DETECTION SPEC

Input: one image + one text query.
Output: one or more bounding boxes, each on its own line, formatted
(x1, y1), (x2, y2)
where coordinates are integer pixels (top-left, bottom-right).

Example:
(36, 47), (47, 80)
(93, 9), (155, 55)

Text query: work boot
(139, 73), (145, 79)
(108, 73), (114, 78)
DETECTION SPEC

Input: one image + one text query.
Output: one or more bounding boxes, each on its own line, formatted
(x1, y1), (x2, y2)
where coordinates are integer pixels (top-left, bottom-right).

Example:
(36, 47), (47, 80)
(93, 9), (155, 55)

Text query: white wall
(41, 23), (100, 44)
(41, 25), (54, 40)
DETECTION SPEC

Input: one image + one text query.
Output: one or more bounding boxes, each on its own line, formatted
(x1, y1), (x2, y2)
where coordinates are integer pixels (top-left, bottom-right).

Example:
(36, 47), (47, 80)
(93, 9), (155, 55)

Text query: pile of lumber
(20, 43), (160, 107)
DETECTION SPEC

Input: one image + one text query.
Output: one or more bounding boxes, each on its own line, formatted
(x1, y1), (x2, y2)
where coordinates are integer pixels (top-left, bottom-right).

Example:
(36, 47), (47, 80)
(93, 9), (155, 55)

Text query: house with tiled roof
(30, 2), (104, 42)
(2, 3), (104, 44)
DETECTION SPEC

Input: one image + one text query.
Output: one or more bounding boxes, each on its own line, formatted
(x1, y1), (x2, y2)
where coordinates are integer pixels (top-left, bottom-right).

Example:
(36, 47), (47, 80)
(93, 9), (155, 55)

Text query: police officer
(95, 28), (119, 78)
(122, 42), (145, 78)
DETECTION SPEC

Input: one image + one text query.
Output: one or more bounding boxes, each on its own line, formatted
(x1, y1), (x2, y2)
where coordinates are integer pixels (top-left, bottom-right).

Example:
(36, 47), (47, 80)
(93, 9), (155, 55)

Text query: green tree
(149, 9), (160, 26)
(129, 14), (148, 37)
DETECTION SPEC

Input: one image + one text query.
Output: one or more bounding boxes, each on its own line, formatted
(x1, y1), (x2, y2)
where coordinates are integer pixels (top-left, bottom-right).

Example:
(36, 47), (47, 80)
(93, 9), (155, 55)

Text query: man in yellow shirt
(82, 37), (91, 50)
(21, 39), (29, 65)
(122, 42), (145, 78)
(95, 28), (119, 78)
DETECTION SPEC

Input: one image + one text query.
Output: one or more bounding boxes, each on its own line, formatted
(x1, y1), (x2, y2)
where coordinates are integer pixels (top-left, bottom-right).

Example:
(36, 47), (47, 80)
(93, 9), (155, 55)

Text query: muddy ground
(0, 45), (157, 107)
• • • • • • •
### TASK TO COMPLETE
Your reply should match the data above exactly, line for line.

### FINISHED EXERCISE
DETECTION SPEC

Input: one image + one text query.
Output: one or more bounding boxes, each on its own line, formatted
(x1, y1), (x2, y2)
where coordinates are integer pixels (top-left, bottom-right).

Example:
(36, 47), (47, 80)
(93, 9), (155, 55)

Text query: work boot
(139, 73), (145, 79)
(108, 73), (114, 78)
DETECTION SPEC

Input: one image + one text query.
Output: one or more bounding boxes, each on its own line, formatted
(x1, y1), (x2, y2)
where coordinates are integer pixels (top-left, bottom-right).

Example:
(36, 47), (47, 80)
(93, 9), (155, 55)

Text query: white wall
(41, 23), (100, 44)
(41, 25), (54, 40)
DETECTION SPEC

Input: one image + one text query.
Output: one or more bounding boxes, each on its own line, formatted
(x1, y1), (x2, y2)
where coordinates are integer pixels (top-left, bottom-right).

Example:
(36, 47), (47, 80)
(93, 9), (155, 55)

Text query: pile of lumber
(20, 43), (160, 107)
DETECTION SPEC

Input: one image + one text query.
Output: one or more bounding boxes, each on its own line, formatted
(x1, y1), (x2, y2)
where coordinates are integer pixels (top-left, bottom-right).

Example:
(36, 47), (47, 80)
(93, 9), (155, 55)

Text query: house with tiled roof
(30, 2), (104, 42)
(2, 3), (104, 44)
DETECTION SPEC

Input: one image + one text query.
Output: one or more bounding boxes, each on its own line, formatted
(x1, y1), (x2, y2)
where coordinates are integer pixels (top-left, bottom-right).

Example:
(36, 47), (47, 80)
(93, 9), (155, 55)

Text query: police officer
(95, 28), (119, 78)
(122, 42), (145, 78)
DETECTION SPEC

Input: one image + one text query.
Output: one or more bounding boxes, each on its own line, formatted
(x1, y1), (x2, y2)
where coordinates are integer pixels (top-left, bottom-right).

Example:
(36, 47), (47, 80)
(93, 9), (155, 55)

Text query: green tree
(149, 9), (160, 26)
(129, 14), (148, 37)
DETECTION SPEC

Input: one image + one text query.
Output: one or more bounding boxes, each on its own line, formatted
(x1, y1), (x2, y2)
where coordinates are integer pixels (top-left, bottom-right).

Example:
(36, 47), (47, 80)
(93, 9), (155, 55)

Text query: man in yellow shirt
(82, 37), (91, 50)
(21, 39), (29, 65)
(122, 42), (145, 78)
(95, 28), (119, 78)
DETECTION SPEC

Input: one image + one text query.
Output: one or more bounding boxes, each on its own line, formatted
(x1, y1), (x2, y2)
where coordinates are integer pixels (top-left, bottom-right).

Example:
(36, 47), (47, 80)
(93, 9), (155, 55)

Text query: muddy ground
(0, 45), (157, 107)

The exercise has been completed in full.